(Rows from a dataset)
(begin)
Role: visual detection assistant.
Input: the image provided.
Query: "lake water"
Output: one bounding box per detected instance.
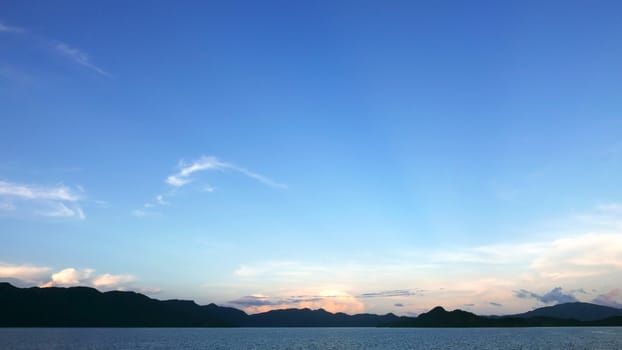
[0,327,622,350]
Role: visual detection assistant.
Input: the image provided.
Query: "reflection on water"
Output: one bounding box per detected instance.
[0,328,622,350]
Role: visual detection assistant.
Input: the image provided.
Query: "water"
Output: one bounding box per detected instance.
[0,327,622,350]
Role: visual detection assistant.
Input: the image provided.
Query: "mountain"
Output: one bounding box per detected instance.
[245,309,400,327]
[506,302,622,321]
[0,282,622,327]
[0,283,248,327]
[0,282,400,327]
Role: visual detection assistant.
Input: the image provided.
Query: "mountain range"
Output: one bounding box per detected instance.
[0,282,622,327]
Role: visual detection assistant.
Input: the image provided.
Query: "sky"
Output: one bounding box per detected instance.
[0,0,622,315]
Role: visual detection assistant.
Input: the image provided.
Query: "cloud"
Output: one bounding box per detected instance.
[40,202,86,220]
[358,289,420,298]
[0,22,25,33]
[514,287,579,304]
[229,290,364,314]
[0,181,86,219]
[41,267,136,289]
[592,288,622,309]
[91,273,136,288]
[156,194,168,205]
[42,267,94,287]
[0,263,52,283]
[54,42,111,78]
[0,181,80,202]
[165,156,287,192]
[0,202,15,211]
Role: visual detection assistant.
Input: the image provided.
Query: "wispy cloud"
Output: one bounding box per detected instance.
[229,290,365,314]
[0,263,52,284]
[0,181,86,219]
[592,288,622,309]
[0,23,112,78]
[514,287,579,304]
[92,273,136,288]
[0,22,25,33]
[0,181,80,202]
[54,42,111,78]
[166,156,287,189]
[358,289,421,298]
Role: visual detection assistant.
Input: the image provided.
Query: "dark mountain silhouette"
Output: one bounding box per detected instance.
[246,309,400,327]
[0,283,248,327]
[509,302,622,321]
[0,282,622,327]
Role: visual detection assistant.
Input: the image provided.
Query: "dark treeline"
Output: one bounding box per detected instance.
[0,282,622,327]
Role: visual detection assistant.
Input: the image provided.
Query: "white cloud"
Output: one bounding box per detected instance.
[41,267,136,289]
[0,181,86,219]
[0,263,51,283]
[132,209,149,218]
[92,273,136,288]
[41,202,86,220]
[166,156,287,189]
[0,202,15,211]
[156,194,168,205]
[42,267,94,287]
[54,42,110,77]
[0,181,80,202]
[0,23,24,33]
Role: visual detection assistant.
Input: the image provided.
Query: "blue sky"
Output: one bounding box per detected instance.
[0,1,622,314]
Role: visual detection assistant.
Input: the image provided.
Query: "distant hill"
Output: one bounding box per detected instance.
[0,283,248,327]
[245,309,401,327]
[0,282,622,327]
[506,302,622,321]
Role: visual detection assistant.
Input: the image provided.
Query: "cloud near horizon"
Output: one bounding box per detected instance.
[592,288,622,309]
[514,287,579,304]
[0,263,136,290]
[228,290,365,314]
[0,263,52,284]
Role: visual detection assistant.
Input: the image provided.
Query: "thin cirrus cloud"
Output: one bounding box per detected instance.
[166,156,287,189]
[0,22,25,33]
[229,290,364,314]
[514,287,579,304]
[54,42,112,78]
[0,181,86,220]
[592,288,622,309]
[0,263,52,284]
[132,156,287,218]
[0,22,112,78]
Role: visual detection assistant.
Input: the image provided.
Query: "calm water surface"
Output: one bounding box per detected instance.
[0,327,622,350]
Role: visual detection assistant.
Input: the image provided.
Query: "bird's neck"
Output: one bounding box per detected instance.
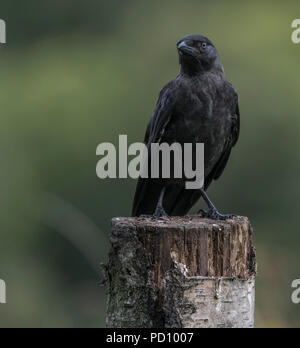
[180,57,224,77]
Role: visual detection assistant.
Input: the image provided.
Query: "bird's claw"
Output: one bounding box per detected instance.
[140,207,169,219]
[198,209,236,220]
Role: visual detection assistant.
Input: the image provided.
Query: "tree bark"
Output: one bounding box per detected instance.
[104,216,256,328]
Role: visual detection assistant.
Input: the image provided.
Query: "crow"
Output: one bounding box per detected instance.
[132,35,240,220]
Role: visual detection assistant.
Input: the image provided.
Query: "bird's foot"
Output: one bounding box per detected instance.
[198,209,237,220]
[140,207,169,219]
[153,206,169,219]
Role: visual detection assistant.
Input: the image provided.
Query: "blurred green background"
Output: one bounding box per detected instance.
[0,0,300,327]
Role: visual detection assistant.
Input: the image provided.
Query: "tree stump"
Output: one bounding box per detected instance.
[104,216,256,328]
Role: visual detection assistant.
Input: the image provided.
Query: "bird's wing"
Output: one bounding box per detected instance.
[205,102,240,187]
[132,82,175,216]
[145,82,175,145]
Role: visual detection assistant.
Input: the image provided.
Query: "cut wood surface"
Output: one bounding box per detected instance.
[105,216,256,328]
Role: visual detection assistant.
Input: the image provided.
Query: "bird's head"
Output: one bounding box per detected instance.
[177,35,223,75]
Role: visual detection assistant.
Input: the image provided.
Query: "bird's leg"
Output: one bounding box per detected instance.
[140,187,169,219]
[153,187,168,218]
[198,189,236,220]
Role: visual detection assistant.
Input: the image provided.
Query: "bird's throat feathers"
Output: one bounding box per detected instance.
[180,57,224,77]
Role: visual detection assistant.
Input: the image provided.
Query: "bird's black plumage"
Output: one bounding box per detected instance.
[132,35,240,216]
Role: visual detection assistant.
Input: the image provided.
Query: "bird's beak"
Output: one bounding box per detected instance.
[177,41,197,56]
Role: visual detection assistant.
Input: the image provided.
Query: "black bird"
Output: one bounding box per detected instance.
[132,35,240,220]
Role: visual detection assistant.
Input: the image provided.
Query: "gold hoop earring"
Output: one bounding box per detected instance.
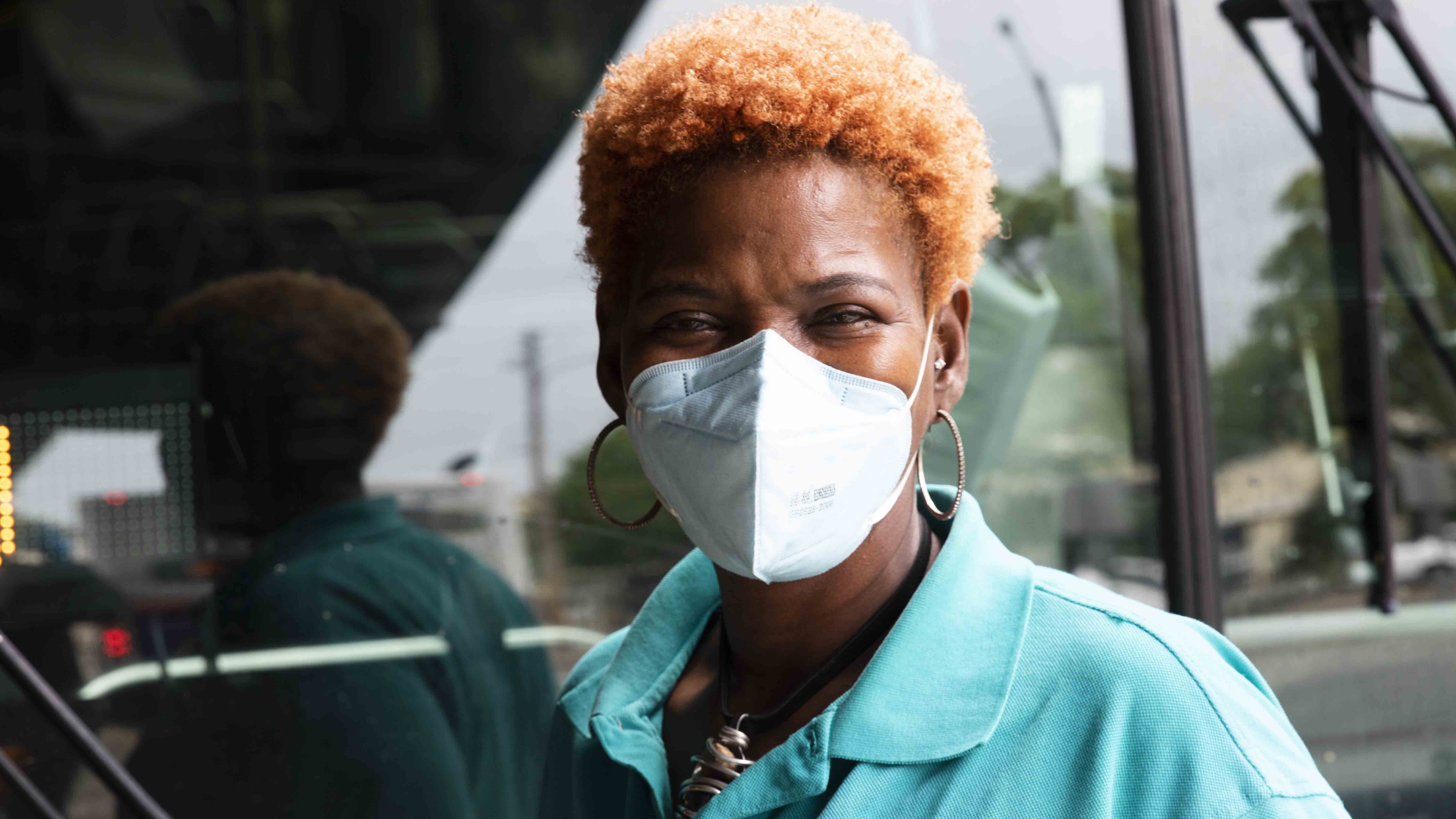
[914,410,965,521]
[587,418,662,530]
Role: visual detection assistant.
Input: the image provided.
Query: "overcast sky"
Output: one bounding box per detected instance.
[368,0,1456,489]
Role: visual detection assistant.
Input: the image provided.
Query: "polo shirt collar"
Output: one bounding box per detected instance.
[562,486,1032,764]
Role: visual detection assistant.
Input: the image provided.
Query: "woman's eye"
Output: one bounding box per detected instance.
[657,316,713,333]
[820,310,869,324]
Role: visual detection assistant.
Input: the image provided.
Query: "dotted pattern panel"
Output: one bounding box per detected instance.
[0,403,197,563]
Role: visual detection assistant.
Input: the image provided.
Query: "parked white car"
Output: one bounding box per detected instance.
[1395,535,1456,583]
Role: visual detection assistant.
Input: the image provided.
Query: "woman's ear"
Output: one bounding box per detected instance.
[597,298,628,418]
[932,279,971,412]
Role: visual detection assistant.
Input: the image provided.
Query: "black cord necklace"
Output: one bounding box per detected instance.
[676,525,930,819]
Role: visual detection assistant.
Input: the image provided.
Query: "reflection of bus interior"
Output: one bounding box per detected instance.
[0,0,641,818]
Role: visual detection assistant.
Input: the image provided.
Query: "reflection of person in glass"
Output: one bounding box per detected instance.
[130,272,552,819]
[542,7,1345,819]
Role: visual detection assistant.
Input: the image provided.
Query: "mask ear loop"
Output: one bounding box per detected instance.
[869,321,943,525]
[914,410,965,521]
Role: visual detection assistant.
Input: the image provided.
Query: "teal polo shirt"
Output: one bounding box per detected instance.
[540,487,1347,819]
[130,498,555,819]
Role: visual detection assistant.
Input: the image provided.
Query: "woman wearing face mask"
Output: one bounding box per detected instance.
[542,6,1345,819]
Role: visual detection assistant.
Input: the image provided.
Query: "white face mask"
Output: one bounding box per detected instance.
[626,330,930,583]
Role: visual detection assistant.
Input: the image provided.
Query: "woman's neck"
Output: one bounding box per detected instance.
[718,486,935,713]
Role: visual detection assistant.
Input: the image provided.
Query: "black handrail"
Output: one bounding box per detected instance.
[0,631,170,819]
[0,736,66,819]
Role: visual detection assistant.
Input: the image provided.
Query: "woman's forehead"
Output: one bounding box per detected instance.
[633,156,919,294]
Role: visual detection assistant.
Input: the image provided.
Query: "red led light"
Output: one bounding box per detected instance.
[100,628,131,659]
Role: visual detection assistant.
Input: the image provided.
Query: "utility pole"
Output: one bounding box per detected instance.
[521,330,562,622]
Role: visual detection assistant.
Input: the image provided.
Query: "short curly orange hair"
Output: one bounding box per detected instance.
[579,6,1000,310]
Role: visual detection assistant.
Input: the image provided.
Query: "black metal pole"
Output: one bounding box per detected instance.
[1219,13,1319,154]
[1364,0,1456,138]
[1380,250,1456,399]
[1315,3,1395,613]
[0,749,66,819]
[1123,0,1223,628]
[1280,0,1456,288]
[0,631,170,819]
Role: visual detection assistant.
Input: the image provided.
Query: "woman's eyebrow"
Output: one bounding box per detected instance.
[799,273,895,295]
[633,281,718,304]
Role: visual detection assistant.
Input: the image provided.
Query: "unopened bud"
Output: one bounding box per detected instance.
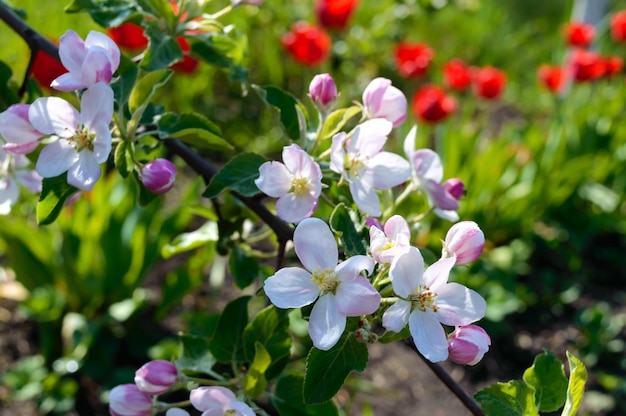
[141,159,178,194]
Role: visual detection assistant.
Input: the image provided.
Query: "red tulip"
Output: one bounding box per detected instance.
[315,0,358,30]
[443,58,472,91]
[537,65,565,92]
[413,84,456,123]
[565,22,596,48]
[570,49,605,82]
[472,66,506,100]
[281,22,331,66]
[611,10,626,42]
[395,42,434,78]
[107,22,148,50]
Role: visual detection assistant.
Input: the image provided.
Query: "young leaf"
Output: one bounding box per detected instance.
[128,69,172,115]
[252,85,306,141]
[243,305,291,378]
[523,351,567,412]
[304,332,368,404]
[561,351,587,416]
[243,342,272,398]
[209,296,250,363]
[272,374,339,416]
[330,203,367,256]
[157,113,233,150]
[319,106,361,139]
[37,173,78,225]
[474,380,539,416]
[202,153,267,198]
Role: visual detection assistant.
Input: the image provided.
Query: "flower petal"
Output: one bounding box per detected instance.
[293,218,339,272]
[309,293,346,351]
[28,97,79,137]
[431,284,487,326]
[263,267,320,309]
[389,247,424,298]
[409,310,448,363]
[35,139,78,178]
[335,276,380,316]
[383,299,411,332]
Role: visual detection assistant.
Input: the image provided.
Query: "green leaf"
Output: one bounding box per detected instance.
[37,173,78,225]
[65,0,139,27]
[228,245,261,289]
[243,305,291,378]
[272,374,339,416]
[523,351,567,412]
[139,21,183,71]
[252,85,306,141]
[115,141,134,178]
[304,332,368,404]
[157,113,234,150]
[202,153,267,198]
[243,342,272,398]
[176,335,217,373]
[210,296,250,363]
[161,221,219,259]
[111,55,139,108]
[329,203,367,256]
[128,69,172,115]
[474,380,539,416]
[561,351,587,416]
[319,106,362,139]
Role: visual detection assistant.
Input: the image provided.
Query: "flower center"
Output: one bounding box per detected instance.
[291,176,310,196]
[67,126,96,152]
[409,286,439,312]
[311,268,339,293]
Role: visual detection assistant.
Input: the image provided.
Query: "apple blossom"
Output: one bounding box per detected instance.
[264,218,381,351]
[254,144,322,223]
[189,386,254,416]
[363,78,407,127]
[441,221,485,264]
[109,384,152,416]
[448,325,491,365]
[370,215,411,263]
[51,30,120,91]
[330,118,411,217]
[135,360,178,395]
[383,247,486,362]
[28,82,113,191]
[140,159,178,195]
[0,104,43,155]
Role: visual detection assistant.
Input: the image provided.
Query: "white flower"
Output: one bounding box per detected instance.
[28,83,113,191]
[330,118,411,217]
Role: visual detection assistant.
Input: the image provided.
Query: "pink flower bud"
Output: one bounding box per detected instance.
[363,78,407,127]
[309,74,337,107]
[448,325,491,365]
[141,159,178,194]
[443,178,465,201]
[135,360,178,395]
[442,221,485,264]
[109,384,152,416]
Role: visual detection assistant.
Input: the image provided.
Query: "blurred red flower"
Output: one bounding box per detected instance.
[537,65,565,92]
[31,42,68,89]
[281,22,331,66]
[569,48,605,82]
[315,0,358,30]
[565,22,596,48]
[395,42,434,78]
[611,10,626,42]
[413,84,457,123]
[107,22,148,50]
[472,66,506,100]
[443,58,472,91]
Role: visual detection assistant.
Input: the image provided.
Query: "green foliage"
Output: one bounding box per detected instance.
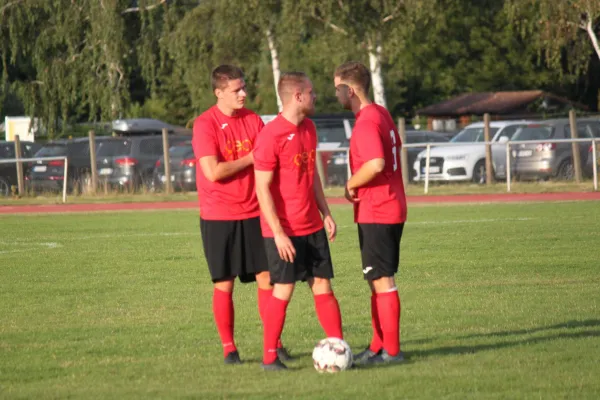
[0,0,600,133]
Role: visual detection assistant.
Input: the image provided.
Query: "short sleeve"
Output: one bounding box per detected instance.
[352,121,385,162]
[249,114,265,142]
[253,129,278,171]
[192,118,219,159]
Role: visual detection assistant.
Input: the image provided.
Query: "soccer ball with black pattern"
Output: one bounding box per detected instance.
[313,337,352,373]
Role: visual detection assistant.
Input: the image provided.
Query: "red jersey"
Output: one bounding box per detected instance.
[254,114,323,237]
[350,104,406,224]
[192,106,264,220]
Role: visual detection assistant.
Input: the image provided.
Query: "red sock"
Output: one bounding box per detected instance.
[263,296,289,364]
[315,292,344,339]
[369,293,383,353]
[258,288,283,349]
[377,290,400,356]
[213,288,237,356]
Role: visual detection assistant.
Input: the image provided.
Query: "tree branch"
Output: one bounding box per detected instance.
[121,0,167,14]
[0,0,24,15]
[381,1,402,24]
[312,13,348,36]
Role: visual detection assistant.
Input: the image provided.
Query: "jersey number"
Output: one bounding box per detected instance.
[390,130,400,172]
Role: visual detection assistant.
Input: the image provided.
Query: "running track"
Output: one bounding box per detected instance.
[0,192,600,214]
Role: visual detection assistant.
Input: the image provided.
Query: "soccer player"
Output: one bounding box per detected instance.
[334,62,406,364]
[192,65,289,364]
[254,72,343,370]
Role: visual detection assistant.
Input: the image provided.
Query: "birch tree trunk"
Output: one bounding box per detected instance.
[368,35,387,107]
[266,29,283,112]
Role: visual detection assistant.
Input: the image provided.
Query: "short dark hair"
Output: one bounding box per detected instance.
[211,64,244,90]
[335,61,371,94]
[277,71,308,98]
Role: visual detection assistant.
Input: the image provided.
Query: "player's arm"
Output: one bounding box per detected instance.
[254,169,296,262]
[200,153,254,182]
[346,158,385,190]
[346,123,385,191]
[313,169,337,241]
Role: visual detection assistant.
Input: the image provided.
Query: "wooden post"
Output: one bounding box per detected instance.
(end)
Count how many lines in the rows above contain the string "black", and give only that number. Case counts.

6